* What this task involves *
State how many lines of the data below contain the string "rider". Reply with the number alone.

"""

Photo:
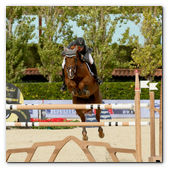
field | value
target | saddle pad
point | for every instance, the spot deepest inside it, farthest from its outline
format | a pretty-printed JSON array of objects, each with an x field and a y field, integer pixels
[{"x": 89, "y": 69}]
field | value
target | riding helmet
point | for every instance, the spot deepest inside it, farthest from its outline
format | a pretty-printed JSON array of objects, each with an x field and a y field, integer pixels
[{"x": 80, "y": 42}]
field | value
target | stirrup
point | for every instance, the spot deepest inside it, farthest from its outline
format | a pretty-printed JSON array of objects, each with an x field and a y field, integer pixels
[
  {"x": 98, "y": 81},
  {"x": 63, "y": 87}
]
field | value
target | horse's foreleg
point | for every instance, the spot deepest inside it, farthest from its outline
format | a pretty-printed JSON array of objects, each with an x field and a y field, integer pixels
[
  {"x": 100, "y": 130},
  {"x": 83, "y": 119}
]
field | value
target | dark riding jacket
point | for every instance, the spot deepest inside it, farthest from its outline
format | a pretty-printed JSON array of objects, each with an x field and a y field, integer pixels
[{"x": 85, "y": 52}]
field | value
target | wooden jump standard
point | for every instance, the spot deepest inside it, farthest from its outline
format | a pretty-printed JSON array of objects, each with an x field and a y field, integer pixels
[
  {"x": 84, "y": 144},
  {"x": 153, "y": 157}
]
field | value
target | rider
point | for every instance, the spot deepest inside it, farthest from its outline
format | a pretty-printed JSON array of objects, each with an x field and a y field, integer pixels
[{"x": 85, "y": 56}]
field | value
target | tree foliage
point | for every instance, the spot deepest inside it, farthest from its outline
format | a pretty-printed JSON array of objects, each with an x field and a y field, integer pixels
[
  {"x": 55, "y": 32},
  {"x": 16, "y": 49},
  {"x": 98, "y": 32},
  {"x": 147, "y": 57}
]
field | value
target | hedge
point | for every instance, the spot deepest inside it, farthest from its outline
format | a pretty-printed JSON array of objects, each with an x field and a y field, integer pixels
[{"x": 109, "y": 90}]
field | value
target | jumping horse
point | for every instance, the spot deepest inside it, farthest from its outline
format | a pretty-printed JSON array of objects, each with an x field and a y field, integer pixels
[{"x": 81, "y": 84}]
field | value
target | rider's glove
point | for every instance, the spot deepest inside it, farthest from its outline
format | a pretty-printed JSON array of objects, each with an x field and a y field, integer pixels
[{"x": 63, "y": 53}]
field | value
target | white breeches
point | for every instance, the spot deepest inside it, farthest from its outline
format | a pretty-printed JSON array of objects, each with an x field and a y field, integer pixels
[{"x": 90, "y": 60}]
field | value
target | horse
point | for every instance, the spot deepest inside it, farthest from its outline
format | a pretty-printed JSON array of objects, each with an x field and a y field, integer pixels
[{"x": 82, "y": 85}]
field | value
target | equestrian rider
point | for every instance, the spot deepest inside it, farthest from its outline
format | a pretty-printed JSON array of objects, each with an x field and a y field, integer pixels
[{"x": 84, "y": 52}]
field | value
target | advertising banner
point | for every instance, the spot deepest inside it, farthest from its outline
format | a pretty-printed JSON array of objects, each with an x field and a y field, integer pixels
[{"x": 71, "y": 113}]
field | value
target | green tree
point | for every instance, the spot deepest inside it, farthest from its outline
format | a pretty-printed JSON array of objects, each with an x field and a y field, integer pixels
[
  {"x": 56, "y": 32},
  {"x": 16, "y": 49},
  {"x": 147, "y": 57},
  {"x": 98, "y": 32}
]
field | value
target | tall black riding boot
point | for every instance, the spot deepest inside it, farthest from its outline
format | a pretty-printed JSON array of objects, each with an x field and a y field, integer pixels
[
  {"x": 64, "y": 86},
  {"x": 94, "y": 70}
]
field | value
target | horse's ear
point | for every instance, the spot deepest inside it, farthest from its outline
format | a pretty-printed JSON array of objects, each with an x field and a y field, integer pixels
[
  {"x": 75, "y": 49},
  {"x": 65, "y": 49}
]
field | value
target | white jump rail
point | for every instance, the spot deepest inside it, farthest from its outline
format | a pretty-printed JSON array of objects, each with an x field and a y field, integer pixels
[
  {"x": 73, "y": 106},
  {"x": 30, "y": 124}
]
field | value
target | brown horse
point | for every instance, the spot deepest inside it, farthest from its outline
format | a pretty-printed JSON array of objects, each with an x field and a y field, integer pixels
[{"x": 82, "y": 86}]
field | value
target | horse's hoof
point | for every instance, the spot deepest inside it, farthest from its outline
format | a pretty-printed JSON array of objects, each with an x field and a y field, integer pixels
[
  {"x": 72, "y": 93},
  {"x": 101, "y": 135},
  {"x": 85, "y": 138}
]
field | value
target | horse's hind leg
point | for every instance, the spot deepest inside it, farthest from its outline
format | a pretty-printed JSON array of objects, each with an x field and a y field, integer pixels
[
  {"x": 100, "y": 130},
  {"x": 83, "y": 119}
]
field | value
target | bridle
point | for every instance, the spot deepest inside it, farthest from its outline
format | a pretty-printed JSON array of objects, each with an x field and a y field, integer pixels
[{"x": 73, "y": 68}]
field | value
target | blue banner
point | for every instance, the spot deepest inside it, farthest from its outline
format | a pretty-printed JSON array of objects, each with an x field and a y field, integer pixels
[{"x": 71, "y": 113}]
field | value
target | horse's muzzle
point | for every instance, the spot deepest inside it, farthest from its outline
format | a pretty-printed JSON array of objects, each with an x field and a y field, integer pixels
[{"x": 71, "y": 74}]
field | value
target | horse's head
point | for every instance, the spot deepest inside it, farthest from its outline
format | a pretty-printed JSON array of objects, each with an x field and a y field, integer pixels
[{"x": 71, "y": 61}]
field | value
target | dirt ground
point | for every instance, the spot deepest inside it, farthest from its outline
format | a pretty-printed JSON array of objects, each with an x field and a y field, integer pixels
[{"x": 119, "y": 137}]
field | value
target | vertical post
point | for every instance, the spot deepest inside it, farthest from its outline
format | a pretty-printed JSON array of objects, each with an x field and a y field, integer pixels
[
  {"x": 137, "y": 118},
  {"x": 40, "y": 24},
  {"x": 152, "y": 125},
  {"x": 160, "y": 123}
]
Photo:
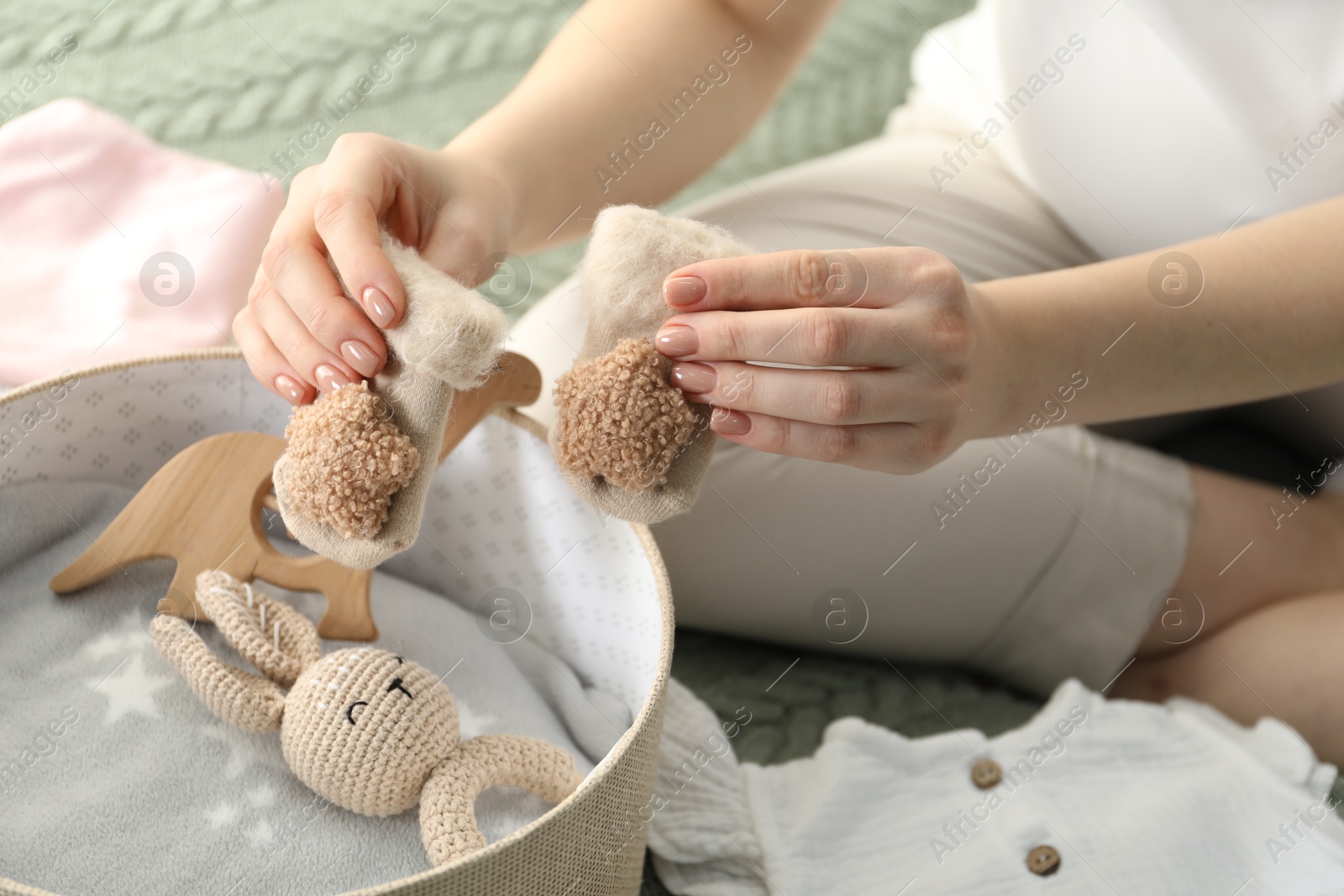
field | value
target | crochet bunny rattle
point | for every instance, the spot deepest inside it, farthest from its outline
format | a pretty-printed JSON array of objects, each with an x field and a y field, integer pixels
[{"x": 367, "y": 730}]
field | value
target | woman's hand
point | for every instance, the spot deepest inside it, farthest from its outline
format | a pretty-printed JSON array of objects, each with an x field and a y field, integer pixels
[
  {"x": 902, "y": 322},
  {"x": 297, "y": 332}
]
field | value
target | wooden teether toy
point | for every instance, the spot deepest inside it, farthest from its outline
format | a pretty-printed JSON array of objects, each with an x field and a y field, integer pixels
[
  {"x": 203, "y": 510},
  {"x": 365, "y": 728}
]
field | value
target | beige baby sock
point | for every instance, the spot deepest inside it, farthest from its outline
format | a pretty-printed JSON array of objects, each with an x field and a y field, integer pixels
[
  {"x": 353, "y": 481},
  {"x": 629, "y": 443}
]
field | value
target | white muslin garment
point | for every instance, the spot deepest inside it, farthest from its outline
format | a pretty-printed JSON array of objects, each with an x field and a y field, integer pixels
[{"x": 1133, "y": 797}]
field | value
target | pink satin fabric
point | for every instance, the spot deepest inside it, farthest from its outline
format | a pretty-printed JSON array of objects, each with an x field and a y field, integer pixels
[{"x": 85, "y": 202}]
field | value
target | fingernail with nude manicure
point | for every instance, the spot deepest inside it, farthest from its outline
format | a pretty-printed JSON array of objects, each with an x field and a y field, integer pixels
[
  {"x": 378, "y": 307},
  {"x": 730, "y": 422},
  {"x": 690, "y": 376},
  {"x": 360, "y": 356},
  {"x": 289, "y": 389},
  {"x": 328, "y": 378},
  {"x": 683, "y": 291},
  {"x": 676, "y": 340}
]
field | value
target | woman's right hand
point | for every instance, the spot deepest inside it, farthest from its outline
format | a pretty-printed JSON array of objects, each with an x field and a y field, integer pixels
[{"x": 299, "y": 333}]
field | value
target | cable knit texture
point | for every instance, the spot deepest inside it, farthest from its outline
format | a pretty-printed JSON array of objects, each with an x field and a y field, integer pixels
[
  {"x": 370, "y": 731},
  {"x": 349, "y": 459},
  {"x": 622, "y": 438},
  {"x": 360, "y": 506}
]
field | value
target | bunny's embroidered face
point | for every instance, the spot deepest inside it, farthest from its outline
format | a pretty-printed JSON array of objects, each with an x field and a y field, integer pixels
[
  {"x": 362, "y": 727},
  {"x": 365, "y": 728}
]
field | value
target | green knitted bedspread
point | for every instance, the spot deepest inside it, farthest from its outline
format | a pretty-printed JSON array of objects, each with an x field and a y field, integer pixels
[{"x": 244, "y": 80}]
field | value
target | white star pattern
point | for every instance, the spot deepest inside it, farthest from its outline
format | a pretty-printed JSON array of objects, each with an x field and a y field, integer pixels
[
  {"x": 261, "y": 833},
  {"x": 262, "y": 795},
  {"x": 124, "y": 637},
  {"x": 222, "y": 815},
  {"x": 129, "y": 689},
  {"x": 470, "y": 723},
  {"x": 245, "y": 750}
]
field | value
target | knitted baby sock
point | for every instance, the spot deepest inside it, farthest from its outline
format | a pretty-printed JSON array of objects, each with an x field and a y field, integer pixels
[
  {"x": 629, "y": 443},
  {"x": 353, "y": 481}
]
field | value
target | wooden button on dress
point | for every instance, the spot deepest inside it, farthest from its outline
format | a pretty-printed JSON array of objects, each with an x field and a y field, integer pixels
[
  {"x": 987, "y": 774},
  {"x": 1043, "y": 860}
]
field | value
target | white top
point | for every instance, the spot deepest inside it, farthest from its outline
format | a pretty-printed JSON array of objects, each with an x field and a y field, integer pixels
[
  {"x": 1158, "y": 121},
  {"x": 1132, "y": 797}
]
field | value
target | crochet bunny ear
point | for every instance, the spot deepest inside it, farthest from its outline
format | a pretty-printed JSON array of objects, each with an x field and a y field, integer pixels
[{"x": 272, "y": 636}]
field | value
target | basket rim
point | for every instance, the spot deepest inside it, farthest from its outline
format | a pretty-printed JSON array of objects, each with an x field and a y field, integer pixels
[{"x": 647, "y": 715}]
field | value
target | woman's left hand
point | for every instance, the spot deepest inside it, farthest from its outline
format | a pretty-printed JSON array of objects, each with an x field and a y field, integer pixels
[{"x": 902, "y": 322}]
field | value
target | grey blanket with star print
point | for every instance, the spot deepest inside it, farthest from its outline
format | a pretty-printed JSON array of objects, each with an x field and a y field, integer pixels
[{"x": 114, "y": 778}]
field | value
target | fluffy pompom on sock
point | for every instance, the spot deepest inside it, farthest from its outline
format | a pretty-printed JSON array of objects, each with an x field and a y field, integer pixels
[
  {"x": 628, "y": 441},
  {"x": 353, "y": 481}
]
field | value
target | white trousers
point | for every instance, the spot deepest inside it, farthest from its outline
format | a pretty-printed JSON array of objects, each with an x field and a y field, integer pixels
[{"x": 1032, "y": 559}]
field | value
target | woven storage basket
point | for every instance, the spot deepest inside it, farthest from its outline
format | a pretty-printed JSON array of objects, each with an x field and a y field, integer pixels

"""

* Written solution *
3